Lavoro da svolgere.
A) Riscrivi in forma più breve il paragrafo della fonte che comincia con "Un tempo, dalla data odierna", senza perdere i fatti principali.
B) Restituisci parola per parola il tratto della fonte che va da "Un tempo, dalla" fino a "blog Rorate Caeli.".

Fonte.
────────────────

Un tempo, dalla data odierna, si celebrava, in color viola (paonazzo), la messa votiva Ad tollendum Schisma (dal 1960: Pro Ecclesiæ Unitate). Oggi, peraltro, per singolare coincidenza, è pure la II Domenica dopo l'Epifania, in cui si fa memoria del miracolo delle Nozze di Cana.
Carl Heinrich Bloch, Le nozze di Cana, 1890 |
In questo ricordo, dunque, mi pare quantomeno appropriato rilanciare quest'articolo del giornalista cattolico Vittorio Messori, rilanciato - in lingua inglese - dal blog Rorate Caeli.
Messori,
qualche giorno dopo dalle tragiche vicende francesi con la polemica sulle vignette asseritamente satiriche, ha voluto ricordarci come
sia artificioso distinguere tra un Islam c.d. integralista ed un Islam moderato
e tollerante. Questa distinzione è chiaramente erronea: al più potrebbe
parlarsi sic et simpliciter di Islam e di islamici secolarizzati (un po’
come esistono i cristiani o gli ebrei secolarizzati), vale a dire
impregnati dei valori (o sarebbe più esatto dire disvalori) occidentali, che sarebbe erroneo
chiamare islamici (così come è improprio appellare “cristiani” o “ebrei”
rispettivamente i “cristiani secolarizzati” o gli “ebrei secolarizzati”).

────────────────

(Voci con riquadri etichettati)
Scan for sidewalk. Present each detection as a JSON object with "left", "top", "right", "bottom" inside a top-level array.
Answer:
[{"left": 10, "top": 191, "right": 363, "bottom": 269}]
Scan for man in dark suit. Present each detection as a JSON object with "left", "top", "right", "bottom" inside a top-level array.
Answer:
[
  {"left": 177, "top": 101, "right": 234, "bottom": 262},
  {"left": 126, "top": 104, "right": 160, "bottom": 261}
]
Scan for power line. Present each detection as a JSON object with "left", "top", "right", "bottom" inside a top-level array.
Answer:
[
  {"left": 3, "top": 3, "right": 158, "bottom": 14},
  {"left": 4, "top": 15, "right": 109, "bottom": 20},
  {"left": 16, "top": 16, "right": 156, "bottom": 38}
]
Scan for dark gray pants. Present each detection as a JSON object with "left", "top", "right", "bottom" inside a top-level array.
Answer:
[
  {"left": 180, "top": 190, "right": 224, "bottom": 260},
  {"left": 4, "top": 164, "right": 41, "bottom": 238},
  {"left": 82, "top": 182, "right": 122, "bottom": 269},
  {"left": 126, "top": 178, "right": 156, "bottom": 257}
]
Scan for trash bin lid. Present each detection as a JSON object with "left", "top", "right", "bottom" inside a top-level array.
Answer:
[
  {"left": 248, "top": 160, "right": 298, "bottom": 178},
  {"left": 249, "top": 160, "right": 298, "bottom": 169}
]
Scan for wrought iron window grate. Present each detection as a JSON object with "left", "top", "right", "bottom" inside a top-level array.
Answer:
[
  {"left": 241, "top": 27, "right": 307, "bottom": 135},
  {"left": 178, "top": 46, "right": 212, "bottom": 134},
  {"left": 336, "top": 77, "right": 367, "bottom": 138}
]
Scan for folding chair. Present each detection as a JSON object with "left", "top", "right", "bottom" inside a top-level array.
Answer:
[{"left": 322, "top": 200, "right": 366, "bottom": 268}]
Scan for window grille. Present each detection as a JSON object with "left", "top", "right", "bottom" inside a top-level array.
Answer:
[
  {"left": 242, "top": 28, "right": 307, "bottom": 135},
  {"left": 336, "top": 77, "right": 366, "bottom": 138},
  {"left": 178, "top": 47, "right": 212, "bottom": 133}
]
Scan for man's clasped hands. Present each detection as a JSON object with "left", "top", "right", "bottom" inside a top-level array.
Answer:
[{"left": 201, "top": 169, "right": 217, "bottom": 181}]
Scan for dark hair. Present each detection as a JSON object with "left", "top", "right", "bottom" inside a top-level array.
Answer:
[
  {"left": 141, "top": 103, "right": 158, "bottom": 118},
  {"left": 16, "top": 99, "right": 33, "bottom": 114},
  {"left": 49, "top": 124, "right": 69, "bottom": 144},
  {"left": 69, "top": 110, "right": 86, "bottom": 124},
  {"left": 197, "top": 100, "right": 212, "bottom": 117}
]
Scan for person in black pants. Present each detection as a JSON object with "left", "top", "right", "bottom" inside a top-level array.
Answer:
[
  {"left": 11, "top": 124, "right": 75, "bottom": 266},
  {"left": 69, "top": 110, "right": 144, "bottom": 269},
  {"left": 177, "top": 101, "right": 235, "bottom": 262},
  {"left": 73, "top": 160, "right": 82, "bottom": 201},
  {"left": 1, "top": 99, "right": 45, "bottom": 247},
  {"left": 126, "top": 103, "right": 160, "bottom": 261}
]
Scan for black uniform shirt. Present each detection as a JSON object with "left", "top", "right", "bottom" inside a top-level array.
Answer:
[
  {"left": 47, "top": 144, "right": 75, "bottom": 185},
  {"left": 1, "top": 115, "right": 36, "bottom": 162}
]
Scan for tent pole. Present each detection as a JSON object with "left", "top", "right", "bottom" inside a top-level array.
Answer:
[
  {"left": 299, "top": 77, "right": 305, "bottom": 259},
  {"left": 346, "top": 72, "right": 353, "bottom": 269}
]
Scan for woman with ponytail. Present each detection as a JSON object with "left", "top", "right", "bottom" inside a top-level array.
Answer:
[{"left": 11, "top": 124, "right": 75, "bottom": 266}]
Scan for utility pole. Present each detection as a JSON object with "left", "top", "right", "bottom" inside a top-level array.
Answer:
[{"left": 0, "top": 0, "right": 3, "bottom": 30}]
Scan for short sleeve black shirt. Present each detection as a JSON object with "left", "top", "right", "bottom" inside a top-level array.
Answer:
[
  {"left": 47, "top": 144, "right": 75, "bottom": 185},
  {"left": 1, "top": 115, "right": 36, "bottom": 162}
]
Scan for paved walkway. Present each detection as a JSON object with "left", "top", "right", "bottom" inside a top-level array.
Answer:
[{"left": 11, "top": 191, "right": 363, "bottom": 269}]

────────────────

Risultati dell'esercizio.
A) In passato, da questa data si celebrava in viola la messa votiva Ad tollendum Schisma, chiamata Pro Ecclesiæ Unitate dal 1960. Oggi cade anche la II Domenica dopo l'Epifania, in cui si ricorda il miracolo delle Nozze di Cana.

B)
Un tempo, dalla data odierna, si celebrava, in color viola (paonazzo), la messa votiva Ad tollendum Schisma (dal 1960: Pro Ecclesiæ Unitate). Oggi, peraltro, per singolare coincidenza, è pure la II Domenica dopo l'Epifania, in cui si fa memoria del miracolo delle Nozze di Cana.
Carl Heinrich Bloch, Le nozze di Cana, 1890 |
In questo ricordo, dunque, mi pare quantomeno appropriato rilanciare quest'articolo del giornalista cattolico Vittorio Messori, rilanciato - in lingua inglese - dal blog Rorate Caeli.